§ What needs to be done: Since pictures are not wanted in the copy, output only the rest of each record exactly.

§ Stored data:
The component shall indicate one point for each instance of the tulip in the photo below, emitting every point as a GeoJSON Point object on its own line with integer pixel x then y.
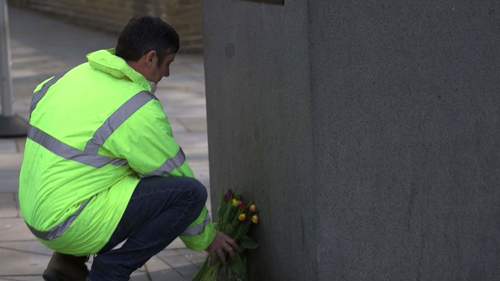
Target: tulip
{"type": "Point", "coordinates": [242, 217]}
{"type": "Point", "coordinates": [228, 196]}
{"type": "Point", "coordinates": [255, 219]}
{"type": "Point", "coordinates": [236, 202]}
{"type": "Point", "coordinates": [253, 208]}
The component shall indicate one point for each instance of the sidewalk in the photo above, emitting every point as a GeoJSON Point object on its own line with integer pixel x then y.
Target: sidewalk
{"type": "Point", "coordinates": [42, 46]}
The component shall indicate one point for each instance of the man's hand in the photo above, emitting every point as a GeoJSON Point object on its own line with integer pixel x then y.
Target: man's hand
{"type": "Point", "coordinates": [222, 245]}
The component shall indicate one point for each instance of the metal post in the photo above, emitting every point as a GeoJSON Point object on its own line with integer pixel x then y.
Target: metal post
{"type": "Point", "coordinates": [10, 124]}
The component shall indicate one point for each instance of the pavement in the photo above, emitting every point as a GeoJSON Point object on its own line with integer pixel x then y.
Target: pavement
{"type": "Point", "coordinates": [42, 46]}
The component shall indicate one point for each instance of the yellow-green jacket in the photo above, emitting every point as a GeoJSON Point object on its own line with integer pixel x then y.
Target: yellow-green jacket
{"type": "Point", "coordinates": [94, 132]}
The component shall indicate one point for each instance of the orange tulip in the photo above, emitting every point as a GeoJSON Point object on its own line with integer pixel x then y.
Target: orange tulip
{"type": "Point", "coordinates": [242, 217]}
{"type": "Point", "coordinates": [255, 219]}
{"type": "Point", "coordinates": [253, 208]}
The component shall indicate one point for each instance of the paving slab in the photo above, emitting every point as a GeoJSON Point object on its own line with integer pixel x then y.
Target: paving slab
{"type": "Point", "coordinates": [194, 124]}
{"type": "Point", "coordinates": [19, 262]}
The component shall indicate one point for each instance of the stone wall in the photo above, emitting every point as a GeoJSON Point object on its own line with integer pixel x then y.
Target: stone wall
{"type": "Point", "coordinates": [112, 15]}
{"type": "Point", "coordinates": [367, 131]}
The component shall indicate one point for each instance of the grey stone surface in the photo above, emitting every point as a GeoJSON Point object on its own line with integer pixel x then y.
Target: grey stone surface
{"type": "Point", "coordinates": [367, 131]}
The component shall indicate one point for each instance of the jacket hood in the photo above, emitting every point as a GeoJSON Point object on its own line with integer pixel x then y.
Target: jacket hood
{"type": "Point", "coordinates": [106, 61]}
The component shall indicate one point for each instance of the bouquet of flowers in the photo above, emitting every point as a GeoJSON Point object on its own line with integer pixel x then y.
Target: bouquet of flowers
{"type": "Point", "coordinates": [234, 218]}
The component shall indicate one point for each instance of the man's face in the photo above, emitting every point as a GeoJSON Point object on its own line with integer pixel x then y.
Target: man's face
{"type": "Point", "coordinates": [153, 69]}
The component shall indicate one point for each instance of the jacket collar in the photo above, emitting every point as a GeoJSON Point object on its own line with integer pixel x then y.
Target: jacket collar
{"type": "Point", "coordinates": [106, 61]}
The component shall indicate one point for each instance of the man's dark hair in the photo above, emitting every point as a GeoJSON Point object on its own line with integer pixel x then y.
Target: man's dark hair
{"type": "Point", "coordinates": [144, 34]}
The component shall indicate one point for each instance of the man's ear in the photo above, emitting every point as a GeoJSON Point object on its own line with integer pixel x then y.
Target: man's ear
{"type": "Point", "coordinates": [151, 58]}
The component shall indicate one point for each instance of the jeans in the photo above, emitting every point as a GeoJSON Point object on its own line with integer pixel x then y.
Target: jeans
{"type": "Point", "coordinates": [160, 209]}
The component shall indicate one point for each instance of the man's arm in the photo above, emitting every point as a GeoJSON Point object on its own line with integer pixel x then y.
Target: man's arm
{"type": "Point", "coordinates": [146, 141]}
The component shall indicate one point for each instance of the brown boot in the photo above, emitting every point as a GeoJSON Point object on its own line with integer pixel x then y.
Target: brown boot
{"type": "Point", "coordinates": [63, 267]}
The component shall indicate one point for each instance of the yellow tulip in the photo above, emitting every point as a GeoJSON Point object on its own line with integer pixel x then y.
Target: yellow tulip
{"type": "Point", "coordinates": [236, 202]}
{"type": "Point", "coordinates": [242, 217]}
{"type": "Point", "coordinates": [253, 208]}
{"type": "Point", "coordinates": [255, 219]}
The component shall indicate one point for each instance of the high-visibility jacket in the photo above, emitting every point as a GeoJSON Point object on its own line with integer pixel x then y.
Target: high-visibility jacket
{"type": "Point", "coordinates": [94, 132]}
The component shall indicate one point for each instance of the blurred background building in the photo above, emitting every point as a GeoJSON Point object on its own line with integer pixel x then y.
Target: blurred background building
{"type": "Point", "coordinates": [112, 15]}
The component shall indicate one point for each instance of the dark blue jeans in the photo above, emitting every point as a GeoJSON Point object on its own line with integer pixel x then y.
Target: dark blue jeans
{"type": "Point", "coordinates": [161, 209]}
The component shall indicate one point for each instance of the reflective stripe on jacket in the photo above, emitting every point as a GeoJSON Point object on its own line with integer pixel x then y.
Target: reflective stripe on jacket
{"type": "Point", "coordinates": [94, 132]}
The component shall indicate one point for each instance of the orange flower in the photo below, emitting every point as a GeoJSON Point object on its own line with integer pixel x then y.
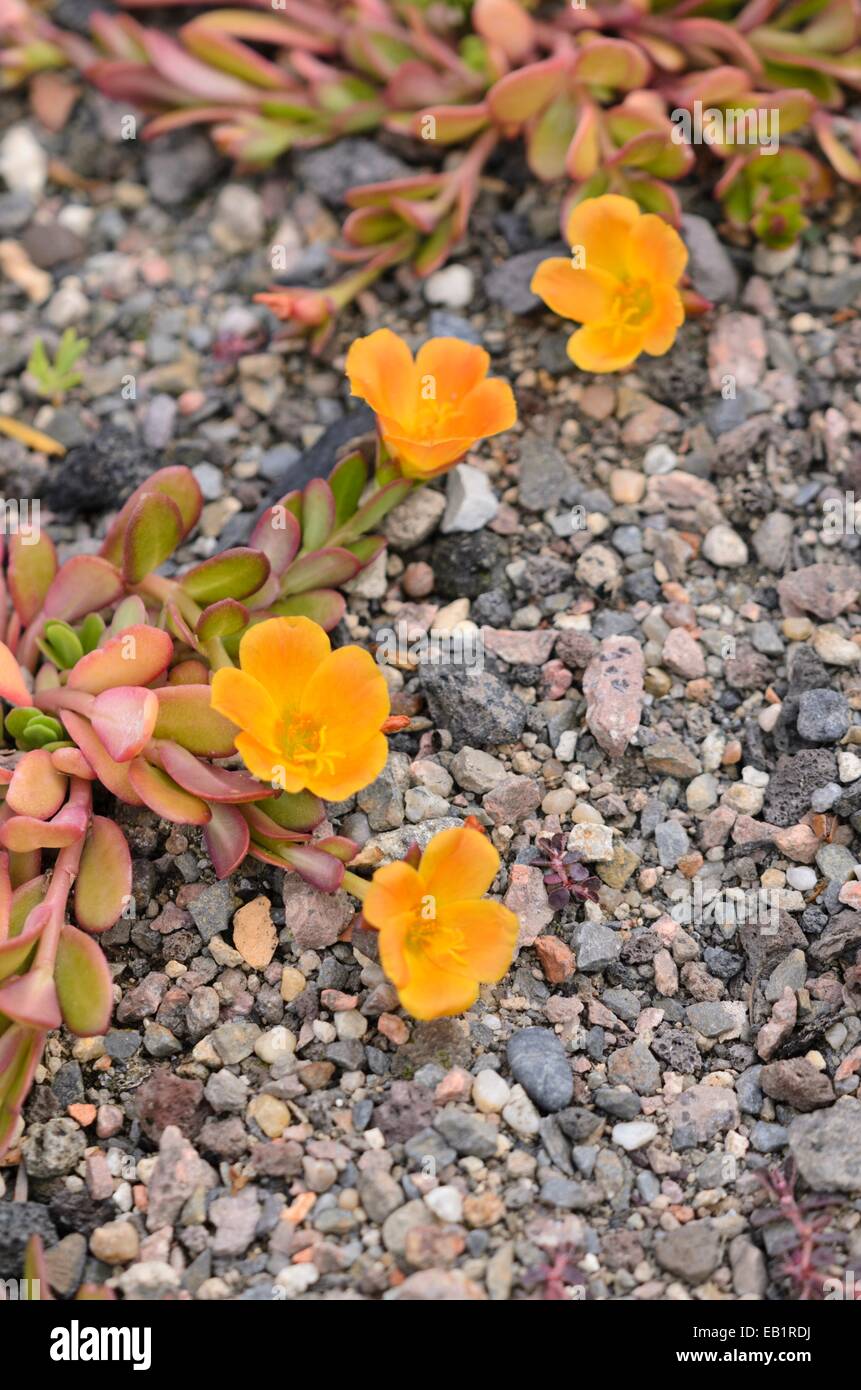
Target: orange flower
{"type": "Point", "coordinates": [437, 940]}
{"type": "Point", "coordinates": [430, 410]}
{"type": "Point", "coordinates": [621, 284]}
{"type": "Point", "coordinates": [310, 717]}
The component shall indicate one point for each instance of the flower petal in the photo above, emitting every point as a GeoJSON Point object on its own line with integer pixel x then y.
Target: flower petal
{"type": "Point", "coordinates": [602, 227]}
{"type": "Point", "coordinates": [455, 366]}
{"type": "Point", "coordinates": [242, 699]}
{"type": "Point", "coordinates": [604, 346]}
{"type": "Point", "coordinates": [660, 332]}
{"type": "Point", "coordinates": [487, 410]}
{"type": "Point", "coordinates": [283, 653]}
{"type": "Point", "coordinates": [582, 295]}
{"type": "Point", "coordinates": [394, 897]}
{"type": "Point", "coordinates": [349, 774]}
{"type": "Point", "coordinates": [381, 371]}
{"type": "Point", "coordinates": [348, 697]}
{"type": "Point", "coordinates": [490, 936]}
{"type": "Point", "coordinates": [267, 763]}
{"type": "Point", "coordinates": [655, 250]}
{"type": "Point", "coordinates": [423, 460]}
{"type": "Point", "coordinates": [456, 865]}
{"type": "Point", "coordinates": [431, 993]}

§ Written solution:
The component shall indicate one point for each instance of the tulip in the photo below, emitting every point as a GeoJSON Point object on its own line with integer pixel x then y.
Target: tulip
{"type": "Point", "coordinates": [242, 217]}
{"type": "Point", "coordinates": [228, 196]}
{"type": "Point", "coordinates": [255, 219]}
{"type": "Point", "coordinates": [236, 202]}
{"type": "Point", "coordinates": [253, 208]}
The component shall indicate one point for each instance of the sidewalk in the photo above, emitting every point as a GeoJSON Point object on its own line with integer pixel x then y.
Target: sidewalk
{"type": "Point", "coordinates": [42, 46]}
The component shall indicate one point for each instance of the man's hand in the photo above, emitting every point as a GeoJSON Point object on its own line with integer pixel x then y.
Target: man's hand
{"type": "Point", "coordinates": [222, 245]}
The component shall indicate one point for each instance of the metal post in the photo above, emitting every point as a GeoJSON Point object on its own line with integer pixel x then y.
Target: metal post
{"type": "Point", "coordinates": [10, 124]}
The component shall indicate one point for each instance of the pavement in the photo above, emitting every point as a GeoJSON Point object on its own line with integer pixel x then y.
Target: pavement
{"type": "Point", "coordinates": [42, 46]}
The component shall indicate one point for each instance of the yellow-green jacket in the photo above, emitting every point as a GeoJSON Point object on its own line with integer pixel x then y.
Target: yellow-green jacket
{"type": "Point", "coordinates": [94, 132]}
The component shall indicate one point for each instance of the orange tulip in the photo above, emitting every point as a GeoJSON Point object on its own line with integer pixel x then y.
Target: orange tulip
{"type": "Point", "coordinates": [242, 217]}
{"type": "Point", "coordinates": [255, 219]}
{"type": "Point", "coordinates": [253, 208]}
The component shall indicate one point for each instance of the paving slab in the photo above, emitting every point as a GeoJSON Point object on its own line with integer pixel x then y.
Target: paving slab
{"type": "Point", "coordinates": [194, 124]}
{"type": "Point", "coordinates": [19, 262]}
The component shall indicate one point for each instance of the stone wall in the photo above, emitting every point as a GeoJSON Point object on its own line with integer pixel x then y.
Target: stone wall
{"type": "Point", "coordinates": [112, 15]}
{"type": "Point", "coordinates": [367, 131]}
The component shall indicate one point for each instance of the grey stone surface in the photo above, emitting every point as a GeoJSON Point object on its own line with integer pixel x then y.
Target: grey stone surface
{"type": "Point", "coordinates": [367, 131]}
The component shall indicate one point for each instance of the jacket hood in the photo above, emitting every point as a GeoJSON Point object on its own line with integer pixel x then y.
Target: jacket hood
{"type": "Point", "coordinates": [106, 61]}
The component shall indicate one point for each instance of the bouquet of flowers in the photo above, emitting every point as a GeoJSON Point object on its own line with integer pixel x then y.
Target: bouquet of flowers
{"type": "Point", "coordinates": [234, 218]}
The component shall indicate one point for each instance of the man's face in the photo above, emitting every point as a GeoJSON Point object on its own line with integer pixel x then y.
Target: man's face
{"type": "Point", "coordinates": [153, 69]}
The component shall indicate one point for each instance of the jacket collar in the photo above, emitting every point as a GeoJSON Point object on its own line with integer pixel x then y.
Target: jacket collar
{"type": "Point", "coordinates": [106, 61]}
The component shall indicate one point for each instance of the man's dark hair in the photo above, emitting every point as a GeoJSON Point object on its own line with integer pixel x then y.
Target: man's dark hair
{"type": "Point", "coordinates": [144, 34]}
The component shall indicate one point for each instance of the man's ear in the photo above, emitting every point as a GeoJSON Point object on its own line with integer pixel x then y.
Target: man's ear
{"type": "Point", "coordinates": [151, 58]}
The component shall indicate one point for each instance of the jeans in the photo above, emitting every point as a GeoJSON Point object on its own line with integer pixel x then y.
Target: jeans
{"type": "Point", "coordinates": [160, 209]}
The component shall indicate one point for each instance of the man's arm in the photo above, emitting every point as a GeoJSON Point object on its own line with integer pixel x then y.
Target: man's arm
{"type": "Point", "coordinates": [146, 141]}
The component shall indicate one point for each instance of the brown boot in the photo above, emitting every point as a GeoJSON Point object on its own line with integer pixel x then y.
Target: brown boot
{"type": "Point", "coordinates": [63, 267]}
The component shall indicate one point for each instance of the yellow tulip in the photo above, emitting every point as a GeoJSON Point object on its own line with integer pixel x then y.
Target: yellow tulip
{"type": "Point", "coordinates": [236, 202]}
{"type": "Point", "coordinates": [242, 217]}
{"type": "Point", "coordinates": [253, 208]}
{"type": "Point", "coordinates": [255, 219]}
The component shall indicate one point for each instance of the high-visibility jacket in the photo above, emitting every point as a GeoJSON Point object on its own line with integer pixel x then y.
Target: high-visibility jacket
{"type": "Point", "coordinates": [94, 132]}
The component shall indicate one point for each instance of the blurred background building in the photo above, emitting every point as a GeoJSON Point object on its own line with integer pixel x then y.
Target: blurred background building
{"type": "Point", "coordinates": [112, 15]}
The component shall indicate one point for each instance of the dark blue jeans in the photo above, emitting every point as a GeoJSON Point object on its own line with integer pixel x then y.
Target: dark blue jeans
{"type": "Point", "coordinates": [161, 209]}
The component shall indicate one point for each instance of the reflective stripe on jacket in the photo above, emitting every point as a GeoJSON Point object on its own line with integer pixel x then y.
Target: reflective stripe on jacket
{"type": "Point", "coordinates": [94, 132]}
The component shall indicate one point for each instance of the orange flower in the photo below, emitting every point as a GeoJSON Point object on its own line with integer pixel x then y.
Target: orange flower
{"type": "Point", "coordinates": [437, 940]}
{"type": "Point", "coordinates": [430, 410]}
{"type": "Point", "coordinates": [621, 284]}
{"type": "Point", "coordinates": [310, 717]}
The component shall indicate one point for each instance of the flower petal in the photo above, emitting every point as a GeoJSON Point object on its own line with integer pixel x then y.
Target: flower petal
{"type": "Point", "coordinates": [602, 227]}
{"type": "Point", "coordinates": [455, 366]}
{"type": "Point", "coordinates": [242, 699]}
{"type": "Point", "coordinates": [604, 346]}
{"type": "Point", "coordinates": [660, 332]}
{"type": "Point", "coordinates": [487, 410]}
{"type": "Point", "coordinates": [283, 653]}
{"type": "Point", "coordinates": [582, 295]}
{"type": "Point", "coordinates": [394, 897]}
{"type": "Point", "coordinates": [349, 774]}
{"type": "Point", "coordinates": [381, 371]}
{"type": "Point", "coordinates": [348, 697]}
{"type": "Point", "coordinates": [490, 936]}
{"type": "Point", "coordinates": [267, 763]}
{"type": "Point", "coordinates": [655, 250]}
{"type": "Point", "coordinates": [423, 460]}
{"type": "Point", "coordinates": [456, 865]}
{"type": "Point", "coordinates": [431, 993]}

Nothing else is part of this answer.